Document extract:
******

3.2 Water temperature variations

Comparison of the bottom water temperature from the model and observations (Figures 3, 4; Supplementary Figures S2-S5) shows that the model can predict the time series of the observed data, as well as the temperature variations at different frequencies, with Willmott skill greater than 0.7 (Table 2). In comparisons of the low frequency time series, the model consistently overestimates summer water temperatures at Port l’Hebert [max 7.2°C for the observed data (Figure 3A) and 1.7-2.5°C for the of low frequency data (Figure 3B)] and Port Joli [max 4.4°C for the observed data (Supplementary Figure S2A) and 0.5-3.1°C for the low frequency data (Supplementary Figure S2B)], the two shallow sites. Note that some discrepancies for the observed data at these sites are influenced by temperature spikes associated with the sensors being exposed briefly to air (as noted above). In contrast, the model underestimated summer water temperature at the deeper sites (Figures 4A, B; Supplementary Figures S3A, B, S4A, B, S5A, B) with the maximum discrepancy of 6.6°C at Sacrifice Island (Supplementary Figures S4A, B). The model predictions of time series of the middle and high frequency temperature variations were generally within 2°C of those observed (Figures 3C, D, 4C, D; Supplementary Figures S3C, D, S4C, D, S5C, D), with the maximum discrepancies of 4.7°C at Sambro (Supplementary Figures S5C, D).

Figure 3

Figure 3 Port l’Hebert bottom water temperature time series (A), and time series of the bottom water temperature in low (> 60 days (seasonal band); (B), middle (48 hr to 60 days (meteorological band); (C), and high [< 48 hr; (D)] frequencies from observation data (blue) and model results (red).

******

Written request A: According to the water temperature section, what was the maximum discrepancy between the model and observations at Sacrifice Island?

Input records:

******

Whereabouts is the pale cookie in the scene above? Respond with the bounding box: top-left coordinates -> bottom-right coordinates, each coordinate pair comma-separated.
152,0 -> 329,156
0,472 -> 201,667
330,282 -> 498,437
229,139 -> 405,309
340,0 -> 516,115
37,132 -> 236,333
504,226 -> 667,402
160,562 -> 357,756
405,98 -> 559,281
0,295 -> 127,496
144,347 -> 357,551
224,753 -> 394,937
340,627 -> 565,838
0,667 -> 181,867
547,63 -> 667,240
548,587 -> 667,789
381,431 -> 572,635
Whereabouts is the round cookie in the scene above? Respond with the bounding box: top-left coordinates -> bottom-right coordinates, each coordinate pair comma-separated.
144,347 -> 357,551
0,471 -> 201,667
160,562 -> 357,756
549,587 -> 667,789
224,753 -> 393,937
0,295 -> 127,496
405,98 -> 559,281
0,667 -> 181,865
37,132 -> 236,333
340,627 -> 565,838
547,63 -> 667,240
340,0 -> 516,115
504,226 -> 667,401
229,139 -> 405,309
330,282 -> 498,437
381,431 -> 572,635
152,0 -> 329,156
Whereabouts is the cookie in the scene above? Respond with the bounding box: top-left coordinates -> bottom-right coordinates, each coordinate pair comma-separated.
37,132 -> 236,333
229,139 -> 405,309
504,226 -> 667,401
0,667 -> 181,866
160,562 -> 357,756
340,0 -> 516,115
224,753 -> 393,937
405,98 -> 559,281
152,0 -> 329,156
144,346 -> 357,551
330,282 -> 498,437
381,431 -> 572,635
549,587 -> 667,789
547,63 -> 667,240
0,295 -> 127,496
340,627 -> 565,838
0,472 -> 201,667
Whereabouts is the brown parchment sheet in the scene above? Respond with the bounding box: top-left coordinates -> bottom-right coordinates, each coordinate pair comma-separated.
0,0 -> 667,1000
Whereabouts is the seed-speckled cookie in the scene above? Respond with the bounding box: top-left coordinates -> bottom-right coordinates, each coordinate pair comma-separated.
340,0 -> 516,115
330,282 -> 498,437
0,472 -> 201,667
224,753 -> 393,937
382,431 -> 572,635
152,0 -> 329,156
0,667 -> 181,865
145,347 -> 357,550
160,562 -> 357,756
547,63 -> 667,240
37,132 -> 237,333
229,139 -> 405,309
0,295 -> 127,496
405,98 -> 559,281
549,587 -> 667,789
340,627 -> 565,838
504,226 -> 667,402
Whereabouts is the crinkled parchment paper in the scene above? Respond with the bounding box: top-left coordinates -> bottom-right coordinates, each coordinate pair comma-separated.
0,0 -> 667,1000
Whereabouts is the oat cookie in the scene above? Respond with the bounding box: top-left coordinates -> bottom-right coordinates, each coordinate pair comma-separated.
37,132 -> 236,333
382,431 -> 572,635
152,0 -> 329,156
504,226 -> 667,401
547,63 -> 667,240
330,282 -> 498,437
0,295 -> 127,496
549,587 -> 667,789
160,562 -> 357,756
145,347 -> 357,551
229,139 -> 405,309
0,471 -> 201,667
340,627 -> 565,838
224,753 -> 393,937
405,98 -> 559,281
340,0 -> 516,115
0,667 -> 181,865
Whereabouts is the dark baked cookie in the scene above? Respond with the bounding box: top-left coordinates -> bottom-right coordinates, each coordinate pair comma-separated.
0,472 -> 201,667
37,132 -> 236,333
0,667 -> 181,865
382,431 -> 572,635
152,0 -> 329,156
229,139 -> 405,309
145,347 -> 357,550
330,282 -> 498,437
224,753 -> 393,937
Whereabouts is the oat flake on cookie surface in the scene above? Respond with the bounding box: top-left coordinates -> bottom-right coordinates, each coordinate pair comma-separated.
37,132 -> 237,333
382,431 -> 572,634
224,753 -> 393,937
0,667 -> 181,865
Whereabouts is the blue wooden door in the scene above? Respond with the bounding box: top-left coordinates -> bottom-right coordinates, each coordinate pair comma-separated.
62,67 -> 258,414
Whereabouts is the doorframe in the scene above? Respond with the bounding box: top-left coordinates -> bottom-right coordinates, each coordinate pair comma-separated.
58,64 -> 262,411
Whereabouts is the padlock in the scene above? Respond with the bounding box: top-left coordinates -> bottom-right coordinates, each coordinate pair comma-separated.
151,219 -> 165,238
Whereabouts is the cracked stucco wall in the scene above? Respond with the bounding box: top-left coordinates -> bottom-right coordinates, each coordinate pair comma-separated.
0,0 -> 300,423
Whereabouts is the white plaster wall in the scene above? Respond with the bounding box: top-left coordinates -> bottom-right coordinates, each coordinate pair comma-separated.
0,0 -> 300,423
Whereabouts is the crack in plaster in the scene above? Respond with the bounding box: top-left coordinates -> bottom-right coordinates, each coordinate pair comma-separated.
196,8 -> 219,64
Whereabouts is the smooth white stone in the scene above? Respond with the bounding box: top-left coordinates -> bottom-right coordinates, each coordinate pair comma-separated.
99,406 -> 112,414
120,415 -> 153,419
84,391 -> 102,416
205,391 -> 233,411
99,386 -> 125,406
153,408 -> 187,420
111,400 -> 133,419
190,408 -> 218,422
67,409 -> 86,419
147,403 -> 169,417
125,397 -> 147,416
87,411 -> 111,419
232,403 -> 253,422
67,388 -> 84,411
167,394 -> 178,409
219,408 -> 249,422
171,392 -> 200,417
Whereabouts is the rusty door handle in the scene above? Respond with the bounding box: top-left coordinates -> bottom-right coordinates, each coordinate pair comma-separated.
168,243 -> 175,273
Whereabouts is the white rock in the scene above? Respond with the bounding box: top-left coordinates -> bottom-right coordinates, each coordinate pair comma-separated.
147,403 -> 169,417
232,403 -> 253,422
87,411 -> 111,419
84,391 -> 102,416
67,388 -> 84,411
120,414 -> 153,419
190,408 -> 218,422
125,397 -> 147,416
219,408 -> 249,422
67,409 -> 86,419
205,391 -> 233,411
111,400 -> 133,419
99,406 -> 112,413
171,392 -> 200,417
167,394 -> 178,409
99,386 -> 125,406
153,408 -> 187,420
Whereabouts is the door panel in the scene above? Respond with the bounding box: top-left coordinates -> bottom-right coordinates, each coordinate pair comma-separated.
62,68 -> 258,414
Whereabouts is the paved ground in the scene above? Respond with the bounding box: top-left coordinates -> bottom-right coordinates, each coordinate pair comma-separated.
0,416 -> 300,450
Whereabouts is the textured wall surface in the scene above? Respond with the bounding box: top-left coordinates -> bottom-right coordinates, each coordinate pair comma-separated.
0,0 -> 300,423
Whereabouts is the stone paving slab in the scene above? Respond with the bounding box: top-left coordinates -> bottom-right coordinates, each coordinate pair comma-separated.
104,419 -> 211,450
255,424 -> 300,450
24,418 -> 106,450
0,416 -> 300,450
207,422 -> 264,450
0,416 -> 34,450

******

Written request B: Please repeat the records from the line with "Whereabouts is the doorframe" to the line with "196,8 -> 219,64", both of those lines included.

Problem solution A: 6.6°C

Problem solution B:
Whereabouts is the doorframe in the scene above? Respond with the bounding box: top-left coordinates -> bottom-right coordinates, each coordinate pair comma-separated.
58,64 -> 262,411
Whereabouts is the padlock in the scene above? Respond with the bounding box: top-left coordinates -> bottom-right coordinates, each coordinate pair comma-separated.
151,219 -> 165,238
Whereabouts is the cracked stucco wall in the scene above? Respond with the bounding box: top-left coordinates -> bottom-right coordinates, each coordinate pair comma-separated.
0,0 -> 300,423
Whereabouts is the white plaster wall in the scene above? Respond with the bounding box: top-left coordinates -> bottom-right coordinates, each coordinate pair comma-separated.
0,0 -> 300,423
Whereabouts is the crack in plaster in the scene above? Respond with the bounding box: top-left coordinates -> bottom-right coordinates, each coordinate pair comma-separated.
196,8 -> 219,64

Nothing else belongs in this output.